— TASK OBJECTIVE —
Output the items as a numbered list from the line containing "Given this scan, please locate the blurred" through the last line of the items, with both ends included and blank lines left out.

— DATA LINES —
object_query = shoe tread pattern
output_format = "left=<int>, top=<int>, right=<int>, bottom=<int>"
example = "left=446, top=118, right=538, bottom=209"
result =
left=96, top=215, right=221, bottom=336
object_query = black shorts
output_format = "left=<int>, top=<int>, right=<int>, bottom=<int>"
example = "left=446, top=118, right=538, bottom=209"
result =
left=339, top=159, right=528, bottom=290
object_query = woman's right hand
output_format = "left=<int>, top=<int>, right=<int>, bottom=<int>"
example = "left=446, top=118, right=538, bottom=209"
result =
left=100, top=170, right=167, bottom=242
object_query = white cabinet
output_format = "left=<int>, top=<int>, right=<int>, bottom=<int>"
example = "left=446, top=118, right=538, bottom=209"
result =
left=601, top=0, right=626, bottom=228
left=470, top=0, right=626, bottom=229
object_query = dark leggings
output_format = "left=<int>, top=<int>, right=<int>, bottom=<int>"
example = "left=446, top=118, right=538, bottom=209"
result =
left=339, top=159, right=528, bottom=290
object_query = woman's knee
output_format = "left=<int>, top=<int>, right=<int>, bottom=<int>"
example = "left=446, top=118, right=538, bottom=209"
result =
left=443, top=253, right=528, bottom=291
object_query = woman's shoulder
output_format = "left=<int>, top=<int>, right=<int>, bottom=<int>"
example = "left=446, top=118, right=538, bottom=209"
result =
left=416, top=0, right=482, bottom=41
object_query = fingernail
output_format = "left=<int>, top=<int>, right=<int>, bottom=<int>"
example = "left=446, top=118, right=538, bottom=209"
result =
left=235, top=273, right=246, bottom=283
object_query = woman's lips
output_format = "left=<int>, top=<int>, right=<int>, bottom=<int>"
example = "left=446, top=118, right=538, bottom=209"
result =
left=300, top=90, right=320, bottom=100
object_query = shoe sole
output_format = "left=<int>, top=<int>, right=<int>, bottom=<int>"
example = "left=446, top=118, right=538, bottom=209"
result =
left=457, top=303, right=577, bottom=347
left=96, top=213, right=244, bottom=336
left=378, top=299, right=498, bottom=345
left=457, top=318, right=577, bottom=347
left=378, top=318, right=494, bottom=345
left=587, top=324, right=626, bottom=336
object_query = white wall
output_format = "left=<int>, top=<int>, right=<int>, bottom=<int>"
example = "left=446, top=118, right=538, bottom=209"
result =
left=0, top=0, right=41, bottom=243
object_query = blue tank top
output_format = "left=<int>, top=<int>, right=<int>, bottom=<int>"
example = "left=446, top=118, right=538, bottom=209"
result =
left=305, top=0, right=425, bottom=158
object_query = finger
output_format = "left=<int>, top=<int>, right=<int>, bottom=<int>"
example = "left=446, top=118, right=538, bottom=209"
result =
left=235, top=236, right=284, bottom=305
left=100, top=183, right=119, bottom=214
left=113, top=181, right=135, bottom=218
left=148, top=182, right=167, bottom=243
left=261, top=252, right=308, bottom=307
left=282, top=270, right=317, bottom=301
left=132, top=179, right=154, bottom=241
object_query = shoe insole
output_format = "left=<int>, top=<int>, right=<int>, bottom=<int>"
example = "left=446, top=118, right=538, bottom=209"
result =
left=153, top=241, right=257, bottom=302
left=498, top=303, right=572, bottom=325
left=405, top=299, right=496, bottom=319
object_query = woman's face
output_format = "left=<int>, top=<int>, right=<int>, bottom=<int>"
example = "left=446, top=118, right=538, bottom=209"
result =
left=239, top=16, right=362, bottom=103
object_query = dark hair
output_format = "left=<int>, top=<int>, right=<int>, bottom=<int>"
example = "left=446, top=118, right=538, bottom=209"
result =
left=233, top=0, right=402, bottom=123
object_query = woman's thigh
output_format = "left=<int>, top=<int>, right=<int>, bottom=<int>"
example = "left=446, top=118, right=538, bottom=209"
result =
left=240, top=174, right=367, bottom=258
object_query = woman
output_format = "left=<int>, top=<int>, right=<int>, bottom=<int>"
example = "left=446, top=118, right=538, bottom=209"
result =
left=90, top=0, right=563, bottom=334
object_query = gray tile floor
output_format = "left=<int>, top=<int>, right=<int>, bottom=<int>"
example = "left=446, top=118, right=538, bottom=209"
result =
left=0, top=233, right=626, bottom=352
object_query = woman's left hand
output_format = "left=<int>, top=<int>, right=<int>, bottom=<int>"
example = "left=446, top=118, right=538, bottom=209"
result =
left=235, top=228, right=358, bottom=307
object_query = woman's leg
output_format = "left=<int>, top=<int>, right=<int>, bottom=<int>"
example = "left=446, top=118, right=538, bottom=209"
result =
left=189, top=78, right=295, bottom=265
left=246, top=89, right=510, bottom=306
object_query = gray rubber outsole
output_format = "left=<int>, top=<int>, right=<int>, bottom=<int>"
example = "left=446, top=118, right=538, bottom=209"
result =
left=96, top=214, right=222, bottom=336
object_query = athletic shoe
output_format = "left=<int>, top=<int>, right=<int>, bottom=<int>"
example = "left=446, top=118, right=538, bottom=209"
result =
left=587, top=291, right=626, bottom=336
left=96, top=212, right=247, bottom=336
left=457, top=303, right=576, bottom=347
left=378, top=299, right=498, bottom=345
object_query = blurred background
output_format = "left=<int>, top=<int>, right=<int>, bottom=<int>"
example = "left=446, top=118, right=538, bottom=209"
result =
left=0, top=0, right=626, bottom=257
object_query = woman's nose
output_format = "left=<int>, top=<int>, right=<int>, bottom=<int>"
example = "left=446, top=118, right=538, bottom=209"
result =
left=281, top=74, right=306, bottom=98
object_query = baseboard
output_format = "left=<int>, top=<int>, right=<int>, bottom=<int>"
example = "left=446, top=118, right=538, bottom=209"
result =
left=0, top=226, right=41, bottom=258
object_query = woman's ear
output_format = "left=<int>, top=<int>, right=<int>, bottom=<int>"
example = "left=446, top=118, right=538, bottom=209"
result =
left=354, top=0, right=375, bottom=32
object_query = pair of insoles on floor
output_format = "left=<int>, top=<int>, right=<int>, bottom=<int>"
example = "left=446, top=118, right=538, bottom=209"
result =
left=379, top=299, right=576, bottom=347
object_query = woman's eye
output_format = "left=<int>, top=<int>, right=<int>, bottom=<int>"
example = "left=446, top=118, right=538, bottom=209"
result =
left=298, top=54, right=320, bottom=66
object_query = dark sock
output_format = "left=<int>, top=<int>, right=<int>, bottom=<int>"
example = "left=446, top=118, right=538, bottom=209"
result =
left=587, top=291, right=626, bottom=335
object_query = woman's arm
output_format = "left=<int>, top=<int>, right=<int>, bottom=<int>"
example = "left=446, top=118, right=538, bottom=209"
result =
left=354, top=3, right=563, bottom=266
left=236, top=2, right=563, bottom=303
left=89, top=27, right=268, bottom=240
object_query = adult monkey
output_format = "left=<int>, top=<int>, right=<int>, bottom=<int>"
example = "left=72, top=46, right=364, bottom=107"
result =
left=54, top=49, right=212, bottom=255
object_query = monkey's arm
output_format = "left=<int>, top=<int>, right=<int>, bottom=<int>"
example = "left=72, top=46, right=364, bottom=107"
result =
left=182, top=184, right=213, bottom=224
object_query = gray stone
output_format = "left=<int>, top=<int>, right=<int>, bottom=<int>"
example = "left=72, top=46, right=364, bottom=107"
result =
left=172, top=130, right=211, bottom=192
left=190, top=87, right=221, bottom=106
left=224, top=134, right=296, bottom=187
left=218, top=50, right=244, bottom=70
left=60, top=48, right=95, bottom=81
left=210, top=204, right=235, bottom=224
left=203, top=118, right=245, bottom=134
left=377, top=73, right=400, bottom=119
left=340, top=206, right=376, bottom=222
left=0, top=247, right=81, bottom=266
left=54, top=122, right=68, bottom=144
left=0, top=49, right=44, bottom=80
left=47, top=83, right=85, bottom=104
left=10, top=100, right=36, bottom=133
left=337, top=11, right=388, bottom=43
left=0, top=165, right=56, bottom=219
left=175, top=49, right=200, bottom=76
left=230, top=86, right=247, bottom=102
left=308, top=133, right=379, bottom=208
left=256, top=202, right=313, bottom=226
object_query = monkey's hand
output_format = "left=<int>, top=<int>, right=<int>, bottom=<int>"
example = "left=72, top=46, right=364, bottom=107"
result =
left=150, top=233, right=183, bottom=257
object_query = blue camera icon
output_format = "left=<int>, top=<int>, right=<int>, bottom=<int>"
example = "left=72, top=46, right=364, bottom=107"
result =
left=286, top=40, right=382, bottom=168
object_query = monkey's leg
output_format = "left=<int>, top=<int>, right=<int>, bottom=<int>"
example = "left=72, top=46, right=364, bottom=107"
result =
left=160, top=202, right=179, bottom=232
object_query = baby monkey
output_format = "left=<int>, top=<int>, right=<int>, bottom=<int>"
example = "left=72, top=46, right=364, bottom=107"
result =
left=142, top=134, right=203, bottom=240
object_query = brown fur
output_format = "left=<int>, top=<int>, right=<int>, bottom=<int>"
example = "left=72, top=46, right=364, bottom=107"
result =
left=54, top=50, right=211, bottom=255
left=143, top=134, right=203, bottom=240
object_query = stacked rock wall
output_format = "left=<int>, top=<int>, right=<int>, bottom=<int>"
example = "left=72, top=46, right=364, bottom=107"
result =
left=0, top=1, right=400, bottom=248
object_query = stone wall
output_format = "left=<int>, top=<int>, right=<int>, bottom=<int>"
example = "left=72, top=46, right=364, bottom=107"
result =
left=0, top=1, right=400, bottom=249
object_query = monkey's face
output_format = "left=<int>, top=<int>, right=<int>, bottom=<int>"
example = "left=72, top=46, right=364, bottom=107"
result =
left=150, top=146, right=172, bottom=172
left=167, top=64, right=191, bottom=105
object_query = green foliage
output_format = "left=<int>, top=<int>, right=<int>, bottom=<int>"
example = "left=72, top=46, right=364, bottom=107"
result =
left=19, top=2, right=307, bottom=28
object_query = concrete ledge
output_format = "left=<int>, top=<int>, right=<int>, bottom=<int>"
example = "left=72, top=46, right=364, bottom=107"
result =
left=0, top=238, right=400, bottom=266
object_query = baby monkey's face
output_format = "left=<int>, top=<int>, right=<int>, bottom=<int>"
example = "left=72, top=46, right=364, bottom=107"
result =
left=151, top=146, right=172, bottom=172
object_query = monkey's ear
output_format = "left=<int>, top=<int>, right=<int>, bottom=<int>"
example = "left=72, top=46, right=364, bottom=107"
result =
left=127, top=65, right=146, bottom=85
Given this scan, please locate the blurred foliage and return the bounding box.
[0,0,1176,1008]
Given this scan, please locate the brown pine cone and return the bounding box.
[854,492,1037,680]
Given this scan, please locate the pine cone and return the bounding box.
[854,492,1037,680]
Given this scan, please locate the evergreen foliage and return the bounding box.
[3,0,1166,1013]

— TASK OUTPUT —
1. Given this scan, please locate the blurred foliage and return the bounding box.
2. [0,0,1176,1008]
3. Given this scan, please locate the brown pine cone and return the bounding box.
4. [854,492,1037,680]
5. Given this scan, please locate the pine cone and return the bounding box.
6. [854,492,1037,680]
7. Given this scan, please locate the evergreen foliage and return the bounding box.
8. [3,0,1166,1013]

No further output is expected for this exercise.